## 課題について:
次の(a)〜(c)が本文の内容と合っているかどうか、それぞれ「はい」か「いいえ」で答え、決め手となる本文の言葉をそのまま引用してください。(a) ネパールではSARSの感染が起きた。(b) 玄関の受付係は、訪問客の手にアルコール系の殺菌液を振りかけた。(c) 受付係はマスクを着けていなかった。

## 本文:
• • •
考えるヒント 事務所内の感染対策

SARSが流行した2003年、私は三井物産のネパール・カトマンドゥ事務所長だった。中国と国境を接しているネパールで、噂やデマは多く非常に恐怖感を覚えた。結果的には、ネパールでの感染はなかったが、こわごわの3か月を過ごした。その間の自衛策を書く。

(1)入口

 私は事務所の感染防止対策に取り掛かった。まずは、玄関に特別の受付係を置いた。その係の仕事は1日中、訪問してくるお客に、アルコール系の殺菌液を手に振りかけることだった。

所員全員の体温もいちいち殺菌して計っていたように覚えているが、確かではない。

受付係は女性だったが、マスクを着用させた。

 ここまでは、現在の日本でもほとんどの事務所でなされているものだ。
• • •
## 提供データ:
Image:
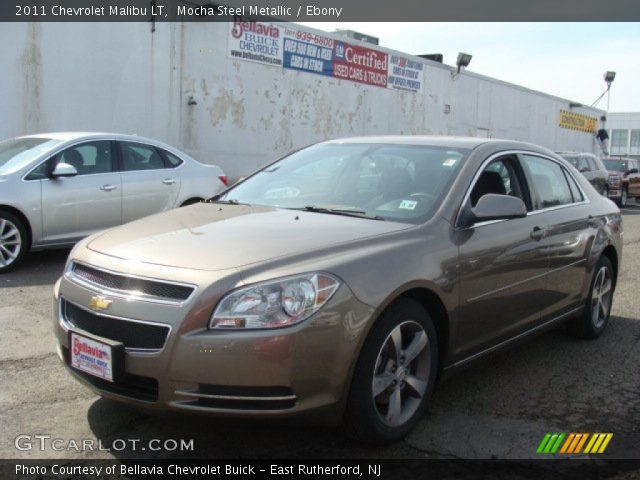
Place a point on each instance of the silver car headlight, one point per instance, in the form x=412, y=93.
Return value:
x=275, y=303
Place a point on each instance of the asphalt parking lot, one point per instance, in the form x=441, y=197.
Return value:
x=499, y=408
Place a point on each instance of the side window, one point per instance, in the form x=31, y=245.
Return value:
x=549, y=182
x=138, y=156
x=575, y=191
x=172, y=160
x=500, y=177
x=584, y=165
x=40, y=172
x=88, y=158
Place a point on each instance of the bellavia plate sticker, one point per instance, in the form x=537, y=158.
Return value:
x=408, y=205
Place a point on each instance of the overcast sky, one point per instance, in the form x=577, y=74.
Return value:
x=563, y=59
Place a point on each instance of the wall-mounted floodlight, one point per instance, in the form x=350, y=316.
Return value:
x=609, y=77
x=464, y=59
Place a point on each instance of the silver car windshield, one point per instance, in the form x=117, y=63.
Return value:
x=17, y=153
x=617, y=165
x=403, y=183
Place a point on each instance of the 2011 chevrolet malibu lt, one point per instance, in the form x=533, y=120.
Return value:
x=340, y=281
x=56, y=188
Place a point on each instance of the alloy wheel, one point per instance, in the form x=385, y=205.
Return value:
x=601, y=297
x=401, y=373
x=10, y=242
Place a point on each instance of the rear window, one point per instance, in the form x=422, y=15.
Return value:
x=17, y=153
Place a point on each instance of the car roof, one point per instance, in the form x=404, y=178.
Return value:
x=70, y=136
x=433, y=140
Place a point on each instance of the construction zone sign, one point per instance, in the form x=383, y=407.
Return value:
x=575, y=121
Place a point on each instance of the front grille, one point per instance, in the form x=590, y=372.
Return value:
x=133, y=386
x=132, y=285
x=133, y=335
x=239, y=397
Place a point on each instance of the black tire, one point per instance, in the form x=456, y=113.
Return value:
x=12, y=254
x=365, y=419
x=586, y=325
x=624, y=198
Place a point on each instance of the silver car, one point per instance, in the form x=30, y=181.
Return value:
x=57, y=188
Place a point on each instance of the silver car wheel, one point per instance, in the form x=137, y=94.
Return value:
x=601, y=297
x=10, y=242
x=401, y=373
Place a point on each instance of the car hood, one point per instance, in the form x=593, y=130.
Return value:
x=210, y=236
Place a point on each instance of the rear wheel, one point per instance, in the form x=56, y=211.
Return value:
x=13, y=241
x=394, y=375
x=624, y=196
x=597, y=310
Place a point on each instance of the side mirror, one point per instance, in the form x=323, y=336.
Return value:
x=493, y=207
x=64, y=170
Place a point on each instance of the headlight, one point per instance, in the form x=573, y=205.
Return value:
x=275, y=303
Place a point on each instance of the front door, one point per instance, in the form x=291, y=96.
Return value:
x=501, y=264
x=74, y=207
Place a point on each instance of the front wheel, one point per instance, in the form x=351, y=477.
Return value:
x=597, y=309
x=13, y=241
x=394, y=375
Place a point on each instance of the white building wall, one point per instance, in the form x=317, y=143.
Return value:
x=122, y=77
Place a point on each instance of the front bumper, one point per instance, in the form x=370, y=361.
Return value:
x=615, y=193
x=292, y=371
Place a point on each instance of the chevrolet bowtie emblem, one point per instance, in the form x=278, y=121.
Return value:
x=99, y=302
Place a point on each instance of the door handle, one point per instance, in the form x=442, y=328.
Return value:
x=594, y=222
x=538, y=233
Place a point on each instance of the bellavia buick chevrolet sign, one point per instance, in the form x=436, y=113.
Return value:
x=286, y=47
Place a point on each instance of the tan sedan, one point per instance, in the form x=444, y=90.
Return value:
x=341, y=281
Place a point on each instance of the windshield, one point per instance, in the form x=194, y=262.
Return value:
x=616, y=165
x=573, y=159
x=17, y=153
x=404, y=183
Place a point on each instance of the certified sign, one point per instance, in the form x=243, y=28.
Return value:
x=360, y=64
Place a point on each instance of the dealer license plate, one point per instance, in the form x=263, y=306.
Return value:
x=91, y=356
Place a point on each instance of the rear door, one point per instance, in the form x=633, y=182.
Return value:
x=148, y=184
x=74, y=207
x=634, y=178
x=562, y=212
• • •
## 解答:
(a) いいえ。「結果的には、ネパールでの感染はなかった」
(b) はい。「その係の仕事は1日中、訪問してくるお客に、アルコール系の殺菌液を手に振りかけることだった」
(c) いいえ。「受付係は女性だったが、マスクを着用させた」